Task prompt. Render the portion of the records that begins with the line containing "Target: man in batik shirt" and continues through the end of the records as a Markdown table with two columns, "Entry" for the row number and "Content" for the line. Omit blank lines and pictures.
## start
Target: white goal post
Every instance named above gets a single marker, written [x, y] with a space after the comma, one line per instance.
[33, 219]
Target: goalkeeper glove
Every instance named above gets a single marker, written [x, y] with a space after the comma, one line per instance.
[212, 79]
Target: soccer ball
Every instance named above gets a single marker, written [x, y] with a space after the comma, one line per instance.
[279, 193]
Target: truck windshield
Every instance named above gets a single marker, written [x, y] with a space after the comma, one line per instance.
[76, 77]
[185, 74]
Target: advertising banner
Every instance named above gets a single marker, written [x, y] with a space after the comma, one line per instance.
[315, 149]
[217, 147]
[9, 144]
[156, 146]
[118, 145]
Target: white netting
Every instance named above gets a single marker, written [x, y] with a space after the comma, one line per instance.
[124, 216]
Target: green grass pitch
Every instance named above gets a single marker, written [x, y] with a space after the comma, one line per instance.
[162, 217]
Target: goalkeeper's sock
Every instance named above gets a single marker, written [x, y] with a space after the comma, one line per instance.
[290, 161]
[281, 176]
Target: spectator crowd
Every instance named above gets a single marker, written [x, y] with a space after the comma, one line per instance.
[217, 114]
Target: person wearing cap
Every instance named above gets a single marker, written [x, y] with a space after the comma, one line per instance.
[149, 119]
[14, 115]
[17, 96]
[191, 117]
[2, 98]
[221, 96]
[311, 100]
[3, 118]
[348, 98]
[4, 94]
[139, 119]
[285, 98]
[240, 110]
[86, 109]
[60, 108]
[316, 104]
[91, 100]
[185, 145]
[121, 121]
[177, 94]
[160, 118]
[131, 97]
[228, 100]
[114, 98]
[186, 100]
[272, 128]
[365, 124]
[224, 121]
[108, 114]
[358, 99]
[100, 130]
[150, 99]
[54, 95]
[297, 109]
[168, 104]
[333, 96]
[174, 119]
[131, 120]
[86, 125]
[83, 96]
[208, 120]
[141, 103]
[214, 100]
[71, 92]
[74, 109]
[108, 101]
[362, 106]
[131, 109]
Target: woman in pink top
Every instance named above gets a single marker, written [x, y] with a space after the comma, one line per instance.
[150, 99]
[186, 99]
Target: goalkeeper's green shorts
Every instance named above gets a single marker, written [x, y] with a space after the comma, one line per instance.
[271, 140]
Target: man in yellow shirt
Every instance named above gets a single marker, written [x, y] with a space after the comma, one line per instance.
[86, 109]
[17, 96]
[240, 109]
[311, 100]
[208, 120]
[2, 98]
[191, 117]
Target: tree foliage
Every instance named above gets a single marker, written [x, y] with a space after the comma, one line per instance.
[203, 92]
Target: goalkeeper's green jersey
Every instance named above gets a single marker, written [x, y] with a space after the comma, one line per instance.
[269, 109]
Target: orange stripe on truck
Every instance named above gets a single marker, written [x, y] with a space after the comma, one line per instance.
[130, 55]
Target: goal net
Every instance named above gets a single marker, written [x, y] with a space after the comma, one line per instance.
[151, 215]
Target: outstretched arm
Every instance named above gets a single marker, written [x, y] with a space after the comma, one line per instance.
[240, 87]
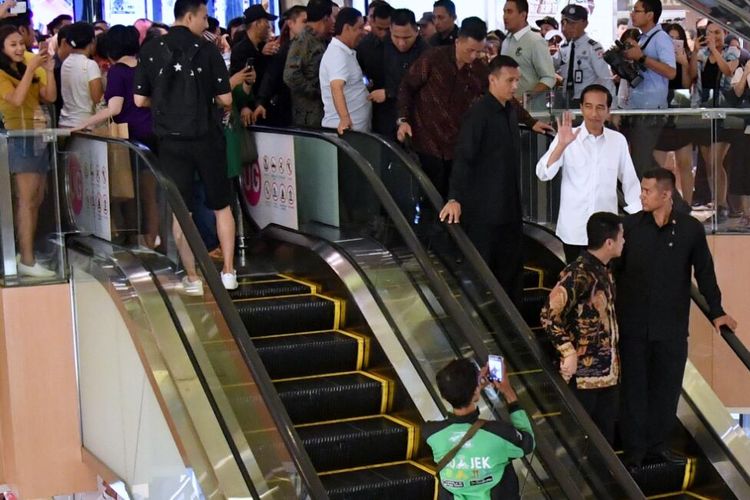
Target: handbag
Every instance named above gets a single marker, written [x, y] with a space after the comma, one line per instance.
[453, 451]
[121, 186]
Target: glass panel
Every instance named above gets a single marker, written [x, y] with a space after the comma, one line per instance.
[32, 252]
[138, 217]
[533, 378]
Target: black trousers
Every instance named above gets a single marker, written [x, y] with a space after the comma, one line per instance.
[652, 373]
[439, 172]
[501, 247]
[572, 252]
[602, 405]
[643, 134]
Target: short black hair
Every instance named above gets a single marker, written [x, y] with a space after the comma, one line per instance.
[347, 16]
[318, 10]
[57, 21]
[80, 34]
[447, 5]
[62, 34]
[664, 178]
[500, 62]
[595, 87]
[652, 6]
[236, 23]
[122, 41]
[183, 7]
[473, 27]
[521, 5]
[602, 226]
[382, 11]
[404, 17]
[19, 20]
[457, 382]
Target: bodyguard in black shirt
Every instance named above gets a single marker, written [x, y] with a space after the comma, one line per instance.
[484, 192]
[663, 247]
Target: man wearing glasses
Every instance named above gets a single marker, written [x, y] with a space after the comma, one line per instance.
[655, 55]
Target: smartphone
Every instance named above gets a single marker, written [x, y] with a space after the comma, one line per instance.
[19, 8]
[495, 364]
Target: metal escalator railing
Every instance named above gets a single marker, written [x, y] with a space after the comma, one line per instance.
[496, 309]
[283, 458]
[569, 480]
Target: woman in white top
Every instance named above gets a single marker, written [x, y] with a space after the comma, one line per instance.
[81, 80]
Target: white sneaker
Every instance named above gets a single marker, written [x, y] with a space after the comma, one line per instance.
[229, 280]
[192, 288]
[35, 271]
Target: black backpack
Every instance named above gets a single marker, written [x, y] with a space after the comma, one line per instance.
[180, 107]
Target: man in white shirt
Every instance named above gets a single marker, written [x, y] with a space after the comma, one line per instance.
[346, 101]
[594, 159]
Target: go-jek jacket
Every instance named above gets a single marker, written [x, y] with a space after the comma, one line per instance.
[480, 470]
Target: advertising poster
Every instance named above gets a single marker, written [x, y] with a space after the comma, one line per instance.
[270, 183]
[89, 187]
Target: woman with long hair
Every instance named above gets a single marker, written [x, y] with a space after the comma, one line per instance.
[22, 87]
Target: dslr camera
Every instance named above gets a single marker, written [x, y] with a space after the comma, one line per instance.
[624, 68]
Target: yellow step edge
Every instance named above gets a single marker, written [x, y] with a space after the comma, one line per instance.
[250, 281]
[276, 297]
[378, 466]
[526, 372]
[313, 286]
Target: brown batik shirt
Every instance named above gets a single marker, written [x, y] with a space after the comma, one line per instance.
[580, 317]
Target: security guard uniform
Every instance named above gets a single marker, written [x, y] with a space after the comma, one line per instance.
[589, 66]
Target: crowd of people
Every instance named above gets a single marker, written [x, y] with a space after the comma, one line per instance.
[456, 94]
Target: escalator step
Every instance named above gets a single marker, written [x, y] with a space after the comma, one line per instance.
[532, 302]
[303, 354]
[335, 396]
[532, 277]
[357, 442]
[305, 313]
[269, 289]
[662, 477]
[391, 482]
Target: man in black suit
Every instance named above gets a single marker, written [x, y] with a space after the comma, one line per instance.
[484, 189]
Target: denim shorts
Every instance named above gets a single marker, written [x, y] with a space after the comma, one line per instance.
[28, 155]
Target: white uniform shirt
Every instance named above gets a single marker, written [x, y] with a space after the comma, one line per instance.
[591, 168]
[340, 63]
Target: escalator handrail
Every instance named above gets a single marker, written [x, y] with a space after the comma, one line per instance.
[250, 355]
[734, 342]
[475, 260]
[451, 305]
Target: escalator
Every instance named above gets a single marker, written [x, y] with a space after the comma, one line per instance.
[343, 410]
[713, 470]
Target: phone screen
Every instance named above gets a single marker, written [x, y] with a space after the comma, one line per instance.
[495, 365]
[19, 8]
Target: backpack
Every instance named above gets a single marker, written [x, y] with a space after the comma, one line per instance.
[181, 109]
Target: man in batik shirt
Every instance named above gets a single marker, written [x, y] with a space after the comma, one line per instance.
[580, 319]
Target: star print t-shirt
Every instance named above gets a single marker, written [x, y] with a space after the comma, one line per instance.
[209, 65]
[120, 84]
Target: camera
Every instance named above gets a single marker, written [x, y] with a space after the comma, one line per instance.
[624, 68]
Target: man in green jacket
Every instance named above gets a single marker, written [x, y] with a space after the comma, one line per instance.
[482, 467]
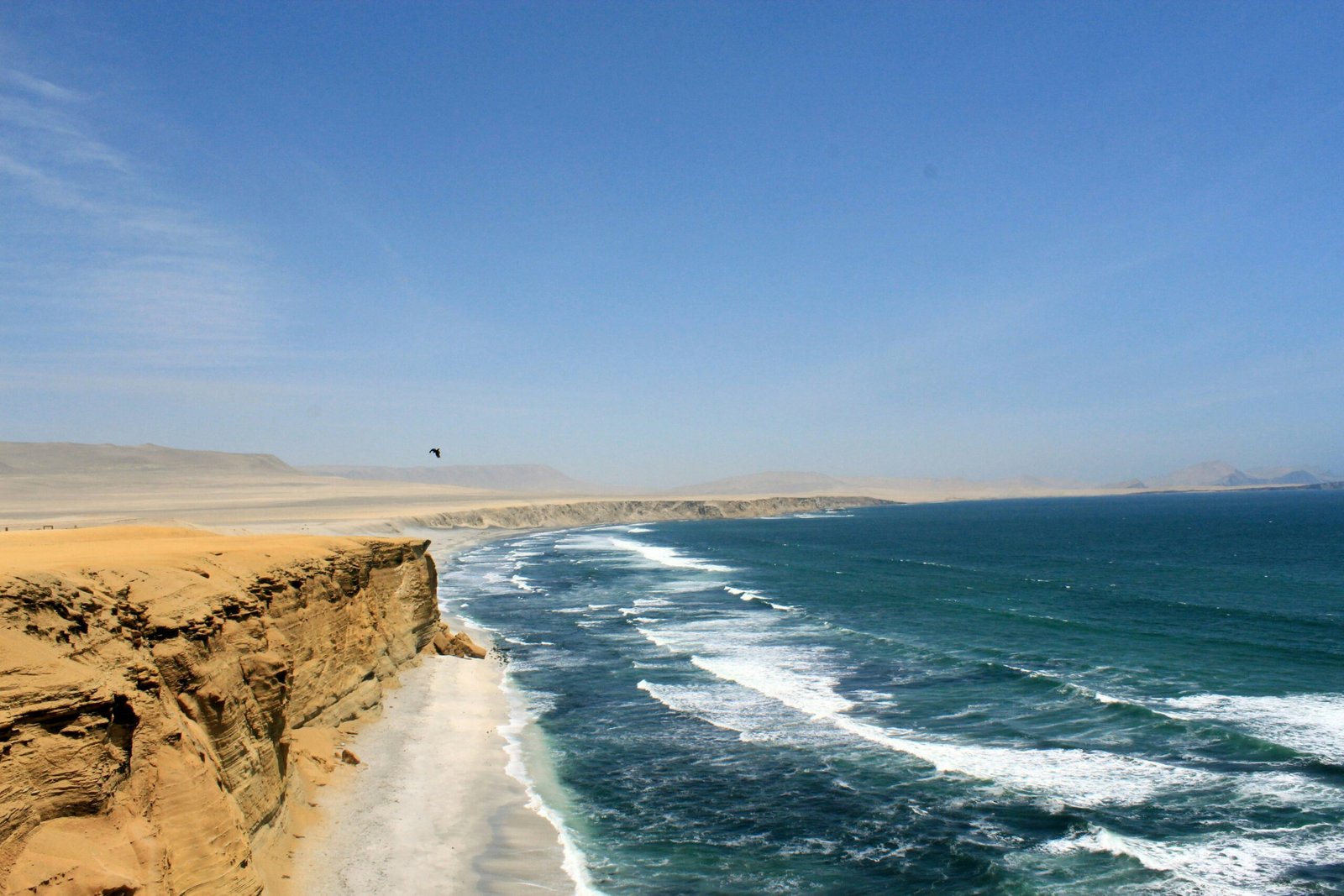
## end
Finished exercise.
| Entry | Content |
|---|---|
| 1 | Target: man in batik shirt |
| 2 | Every instance named above gets a single marker, written [x, y] with a space after the comma, one line per instance. |
| 3 | [580, 319] |
| 4 | Target: star print t-shirt |
| 5 | Every instance named above gets a single marker, written [x, y] with a space after the comma, one line per instance. |
| 6 | [209, 65] |
| 7 | [120, 84] |
| 8 | Target: camera |
| 9 | Every instance named above gets a single marker, written [x, y] with a space after the comma, one line per instance. |
| 10 | [624, 68] |
| 11 | Target: man in green jacket |
| 12 | Every instance named above gets a single marker, written [x, y] with a space after the comma, one line per instance. |
| 13 | [482, 467] |